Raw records
***

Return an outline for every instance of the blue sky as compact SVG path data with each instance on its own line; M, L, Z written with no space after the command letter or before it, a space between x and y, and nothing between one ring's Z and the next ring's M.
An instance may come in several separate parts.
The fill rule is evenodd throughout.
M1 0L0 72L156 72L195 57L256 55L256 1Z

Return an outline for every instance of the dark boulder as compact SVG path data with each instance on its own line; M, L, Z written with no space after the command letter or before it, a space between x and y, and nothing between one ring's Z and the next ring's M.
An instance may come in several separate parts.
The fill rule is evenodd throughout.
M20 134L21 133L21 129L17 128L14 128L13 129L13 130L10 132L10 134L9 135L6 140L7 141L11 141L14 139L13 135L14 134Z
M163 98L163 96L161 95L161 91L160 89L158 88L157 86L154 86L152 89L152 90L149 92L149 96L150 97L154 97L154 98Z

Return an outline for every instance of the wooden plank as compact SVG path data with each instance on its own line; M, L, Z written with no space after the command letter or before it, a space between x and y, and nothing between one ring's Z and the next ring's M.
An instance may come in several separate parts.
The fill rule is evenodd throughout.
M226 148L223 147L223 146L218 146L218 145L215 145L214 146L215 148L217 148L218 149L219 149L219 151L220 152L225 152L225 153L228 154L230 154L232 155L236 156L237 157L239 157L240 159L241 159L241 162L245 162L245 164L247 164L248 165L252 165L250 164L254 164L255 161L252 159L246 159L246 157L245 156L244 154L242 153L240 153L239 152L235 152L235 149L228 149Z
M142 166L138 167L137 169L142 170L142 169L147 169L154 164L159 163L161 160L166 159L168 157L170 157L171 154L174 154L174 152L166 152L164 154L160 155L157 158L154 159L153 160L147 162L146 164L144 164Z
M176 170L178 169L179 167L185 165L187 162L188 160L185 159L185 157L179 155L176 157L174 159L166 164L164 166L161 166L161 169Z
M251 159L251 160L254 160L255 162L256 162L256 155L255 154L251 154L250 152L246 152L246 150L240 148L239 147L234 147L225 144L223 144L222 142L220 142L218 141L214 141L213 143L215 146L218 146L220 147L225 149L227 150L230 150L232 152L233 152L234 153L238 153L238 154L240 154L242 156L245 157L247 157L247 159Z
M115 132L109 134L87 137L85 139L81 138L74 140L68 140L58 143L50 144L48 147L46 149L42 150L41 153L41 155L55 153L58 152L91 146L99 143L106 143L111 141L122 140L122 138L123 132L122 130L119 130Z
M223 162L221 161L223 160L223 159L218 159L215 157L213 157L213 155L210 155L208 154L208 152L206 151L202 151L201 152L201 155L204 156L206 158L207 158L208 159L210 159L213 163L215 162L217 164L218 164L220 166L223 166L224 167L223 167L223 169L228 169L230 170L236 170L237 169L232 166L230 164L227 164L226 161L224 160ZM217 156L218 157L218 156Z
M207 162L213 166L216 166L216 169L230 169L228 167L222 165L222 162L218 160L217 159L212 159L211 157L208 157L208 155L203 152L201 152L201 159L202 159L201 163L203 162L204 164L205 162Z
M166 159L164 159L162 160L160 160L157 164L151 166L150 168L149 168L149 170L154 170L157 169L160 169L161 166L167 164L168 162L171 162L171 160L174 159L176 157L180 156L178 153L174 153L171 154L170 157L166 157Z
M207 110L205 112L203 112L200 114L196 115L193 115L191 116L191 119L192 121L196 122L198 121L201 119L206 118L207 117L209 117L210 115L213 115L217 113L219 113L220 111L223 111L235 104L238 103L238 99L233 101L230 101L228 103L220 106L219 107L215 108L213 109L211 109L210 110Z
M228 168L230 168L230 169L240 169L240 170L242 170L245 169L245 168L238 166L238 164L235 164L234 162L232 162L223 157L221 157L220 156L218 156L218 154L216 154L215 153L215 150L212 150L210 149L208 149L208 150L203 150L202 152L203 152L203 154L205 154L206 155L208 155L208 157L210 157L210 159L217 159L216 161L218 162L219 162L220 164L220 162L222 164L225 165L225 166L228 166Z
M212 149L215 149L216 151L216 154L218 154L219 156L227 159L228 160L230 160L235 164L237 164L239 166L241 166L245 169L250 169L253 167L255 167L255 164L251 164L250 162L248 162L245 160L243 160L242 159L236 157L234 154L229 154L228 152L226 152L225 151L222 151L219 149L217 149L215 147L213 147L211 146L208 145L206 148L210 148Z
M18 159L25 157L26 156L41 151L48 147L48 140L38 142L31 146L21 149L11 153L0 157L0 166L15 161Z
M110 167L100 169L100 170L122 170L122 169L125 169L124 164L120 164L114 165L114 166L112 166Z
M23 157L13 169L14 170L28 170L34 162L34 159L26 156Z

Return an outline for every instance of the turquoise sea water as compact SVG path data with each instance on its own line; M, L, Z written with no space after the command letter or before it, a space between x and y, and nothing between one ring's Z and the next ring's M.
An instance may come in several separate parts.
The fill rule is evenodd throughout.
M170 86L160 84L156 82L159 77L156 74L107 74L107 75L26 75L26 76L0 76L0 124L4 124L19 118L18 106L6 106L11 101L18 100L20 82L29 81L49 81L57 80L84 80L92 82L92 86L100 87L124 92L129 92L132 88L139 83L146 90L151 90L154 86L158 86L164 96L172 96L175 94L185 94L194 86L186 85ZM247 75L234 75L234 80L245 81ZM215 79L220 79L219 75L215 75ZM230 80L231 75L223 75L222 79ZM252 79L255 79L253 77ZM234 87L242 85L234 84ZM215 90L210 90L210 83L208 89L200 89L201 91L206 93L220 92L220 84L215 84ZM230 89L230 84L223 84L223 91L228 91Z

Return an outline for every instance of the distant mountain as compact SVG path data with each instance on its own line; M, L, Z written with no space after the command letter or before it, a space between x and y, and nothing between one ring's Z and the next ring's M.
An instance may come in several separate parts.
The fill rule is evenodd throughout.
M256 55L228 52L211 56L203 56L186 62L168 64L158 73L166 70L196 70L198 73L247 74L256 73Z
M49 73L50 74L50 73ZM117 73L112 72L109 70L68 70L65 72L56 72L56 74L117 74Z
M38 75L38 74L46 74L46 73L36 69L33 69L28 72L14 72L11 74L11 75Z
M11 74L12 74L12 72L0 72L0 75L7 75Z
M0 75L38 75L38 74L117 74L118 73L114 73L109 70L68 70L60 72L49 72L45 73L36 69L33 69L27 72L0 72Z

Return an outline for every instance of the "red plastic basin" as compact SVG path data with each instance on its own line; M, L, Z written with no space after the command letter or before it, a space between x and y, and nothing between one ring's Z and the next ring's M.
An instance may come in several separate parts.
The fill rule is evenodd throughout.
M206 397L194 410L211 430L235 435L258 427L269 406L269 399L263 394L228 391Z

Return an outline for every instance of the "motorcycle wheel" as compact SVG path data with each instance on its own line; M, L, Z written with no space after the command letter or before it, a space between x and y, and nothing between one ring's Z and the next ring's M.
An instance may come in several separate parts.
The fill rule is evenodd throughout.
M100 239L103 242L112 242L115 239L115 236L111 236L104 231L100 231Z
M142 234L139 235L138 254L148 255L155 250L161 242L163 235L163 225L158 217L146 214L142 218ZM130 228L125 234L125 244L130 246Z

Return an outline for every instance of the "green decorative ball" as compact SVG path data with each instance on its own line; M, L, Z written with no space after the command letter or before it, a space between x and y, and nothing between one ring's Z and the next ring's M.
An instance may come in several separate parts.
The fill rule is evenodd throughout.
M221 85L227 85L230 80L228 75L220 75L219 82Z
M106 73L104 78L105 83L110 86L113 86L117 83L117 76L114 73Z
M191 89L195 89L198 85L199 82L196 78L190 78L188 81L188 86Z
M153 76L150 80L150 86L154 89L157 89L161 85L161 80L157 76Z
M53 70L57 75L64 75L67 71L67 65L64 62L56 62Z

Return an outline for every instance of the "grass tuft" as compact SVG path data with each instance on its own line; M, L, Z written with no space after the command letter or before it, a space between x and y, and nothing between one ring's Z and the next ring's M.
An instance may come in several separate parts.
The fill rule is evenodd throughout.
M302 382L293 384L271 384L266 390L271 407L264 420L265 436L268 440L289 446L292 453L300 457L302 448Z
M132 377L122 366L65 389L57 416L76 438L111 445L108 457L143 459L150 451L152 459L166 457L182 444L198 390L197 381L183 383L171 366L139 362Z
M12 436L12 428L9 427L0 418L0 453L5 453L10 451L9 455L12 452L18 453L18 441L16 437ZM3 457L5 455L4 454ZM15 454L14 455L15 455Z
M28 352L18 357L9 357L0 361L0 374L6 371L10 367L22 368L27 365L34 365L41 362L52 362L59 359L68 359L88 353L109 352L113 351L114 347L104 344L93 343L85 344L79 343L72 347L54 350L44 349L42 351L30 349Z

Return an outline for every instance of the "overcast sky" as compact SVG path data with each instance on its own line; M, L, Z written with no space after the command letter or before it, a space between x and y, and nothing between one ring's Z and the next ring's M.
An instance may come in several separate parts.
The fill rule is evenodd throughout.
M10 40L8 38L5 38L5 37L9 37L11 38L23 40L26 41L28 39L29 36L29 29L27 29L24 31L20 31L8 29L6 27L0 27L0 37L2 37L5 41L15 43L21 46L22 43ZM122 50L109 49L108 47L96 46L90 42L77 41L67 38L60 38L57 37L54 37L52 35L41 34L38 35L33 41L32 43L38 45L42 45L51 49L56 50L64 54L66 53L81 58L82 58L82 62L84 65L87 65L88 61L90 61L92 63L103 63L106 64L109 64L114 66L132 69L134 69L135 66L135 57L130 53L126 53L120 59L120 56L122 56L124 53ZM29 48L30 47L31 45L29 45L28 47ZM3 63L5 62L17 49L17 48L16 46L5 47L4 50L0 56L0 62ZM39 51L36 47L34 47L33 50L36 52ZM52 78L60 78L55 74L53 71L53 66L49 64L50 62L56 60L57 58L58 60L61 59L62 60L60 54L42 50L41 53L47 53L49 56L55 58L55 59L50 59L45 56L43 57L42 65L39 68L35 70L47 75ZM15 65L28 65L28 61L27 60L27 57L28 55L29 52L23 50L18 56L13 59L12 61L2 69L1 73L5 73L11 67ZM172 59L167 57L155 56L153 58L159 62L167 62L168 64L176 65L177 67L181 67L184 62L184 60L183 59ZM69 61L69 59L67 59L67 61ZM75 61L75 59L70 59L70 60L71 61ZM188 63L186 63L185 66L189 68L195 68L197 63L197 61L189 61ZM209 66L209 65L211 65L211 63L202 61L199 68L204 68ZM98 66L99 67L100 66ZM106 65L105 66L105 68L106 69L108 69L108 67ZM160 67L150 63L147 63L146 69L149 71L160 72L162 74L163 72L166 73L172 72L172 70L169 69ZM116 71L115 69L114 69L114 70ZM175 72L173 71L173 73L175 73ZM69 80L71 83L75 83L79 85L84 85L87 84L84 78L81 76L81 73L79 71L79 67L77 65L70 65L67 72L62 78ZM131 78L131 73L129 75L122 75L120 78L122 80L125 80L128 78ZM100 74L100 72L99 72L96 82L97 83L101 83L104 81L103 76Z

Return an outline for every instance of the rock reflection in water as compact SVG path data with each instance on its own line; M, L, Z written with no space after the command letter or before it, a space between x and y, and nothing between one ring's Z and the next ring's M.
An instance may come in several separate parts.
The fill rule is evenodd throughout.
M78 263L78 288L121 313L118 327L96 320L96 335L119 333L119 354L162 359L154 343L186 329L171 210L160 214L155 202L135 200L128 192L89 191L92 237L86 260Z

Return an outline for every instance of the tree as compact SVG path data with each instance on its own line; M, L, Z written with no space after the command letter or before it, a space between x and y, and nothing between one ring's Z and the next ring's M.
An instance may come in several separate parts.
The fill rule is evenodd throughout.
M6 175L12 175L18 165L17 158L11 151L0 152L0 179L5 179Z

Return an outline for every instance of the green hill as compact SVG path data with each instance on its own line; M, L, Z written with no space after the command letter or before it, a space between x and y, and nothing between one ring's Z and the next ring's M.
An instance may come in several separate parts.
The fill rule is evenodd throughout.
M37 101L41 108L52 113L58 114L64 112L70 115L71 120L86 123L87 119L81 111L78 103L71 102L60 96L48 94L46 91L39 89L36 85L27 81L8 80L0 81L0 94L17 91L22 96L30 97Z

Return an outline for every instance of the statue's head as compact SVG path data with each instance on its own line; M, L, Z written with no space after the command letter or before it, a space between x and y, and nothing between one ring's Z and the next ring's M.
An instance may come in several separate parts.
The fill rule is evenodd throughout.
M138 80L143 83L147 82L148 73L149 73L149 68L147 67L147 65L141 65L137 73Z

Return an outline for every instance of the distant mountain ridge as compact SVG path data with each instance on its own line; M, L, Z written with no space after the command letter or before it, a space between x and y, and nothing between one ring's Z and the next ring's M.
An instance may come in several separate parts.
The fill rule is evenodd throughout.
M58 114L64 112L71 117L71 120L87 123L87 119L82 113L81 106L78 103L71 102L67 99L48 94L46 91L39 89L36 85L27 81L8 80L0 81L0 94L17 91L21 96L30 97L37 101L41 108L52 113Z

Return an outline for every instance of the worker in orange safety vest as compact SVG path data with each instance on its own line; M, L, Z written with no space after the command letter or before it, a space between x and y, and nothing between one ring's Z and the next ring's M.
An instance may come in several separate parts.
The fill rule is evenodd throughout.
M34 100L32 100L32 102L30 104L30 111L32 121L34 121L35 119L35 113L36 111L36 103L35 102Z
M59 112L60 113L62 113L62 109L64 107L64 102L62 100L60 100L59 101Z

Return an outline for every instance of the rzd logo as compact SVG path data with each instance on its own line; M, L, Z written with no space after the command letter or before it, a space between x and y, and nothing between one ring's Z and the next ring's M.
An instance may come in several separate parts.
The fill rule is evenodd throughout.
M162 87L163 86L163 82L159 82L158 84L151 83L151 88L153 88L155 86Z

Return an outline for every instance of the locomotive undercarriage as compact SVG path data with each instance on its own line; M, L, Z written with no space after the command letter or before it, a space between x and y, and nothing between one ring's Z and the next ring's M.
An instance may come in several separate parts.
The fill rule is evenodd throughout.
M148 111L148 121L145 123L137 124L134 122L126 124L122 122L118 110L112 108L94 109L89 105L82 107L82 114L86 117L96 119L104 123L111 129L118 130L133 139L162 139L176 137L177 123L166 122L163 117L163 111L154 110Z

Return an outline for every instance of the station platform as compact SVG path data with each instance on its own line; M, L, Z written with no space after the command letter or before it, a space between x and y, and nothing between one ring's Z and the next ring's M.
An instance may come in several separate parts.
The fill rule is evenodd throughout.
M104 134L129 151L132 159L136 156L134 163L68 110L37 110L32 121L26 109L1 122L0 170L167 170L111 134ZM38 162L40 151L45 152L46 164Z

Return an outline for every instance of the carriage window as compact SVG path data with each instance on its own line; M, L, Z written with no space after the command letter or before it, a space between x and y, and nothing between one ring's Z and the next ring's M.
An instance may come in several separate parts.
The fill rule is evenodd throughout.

***

_INSTRUCTION_
Retype the lines starting at the one containing "Return an outline for every instance of the statue's" and ending at the one containing "M138 80L143 83L147", both included, with no changes.

_RESULT_
Return an outline for every instance of the statue's head as compact SVG path data with each instance on its own line; M, L, Z written with no space after the command letter or before it, a space between x and y, and nothing between one ring's Z and the next ring's M.
An instance may come in several separate parts.
The fill rule is evenodd throughout.
M138 80L143 83L147 82L148 73L149 73L149 68L147 67L147 65L141 65L137 73Z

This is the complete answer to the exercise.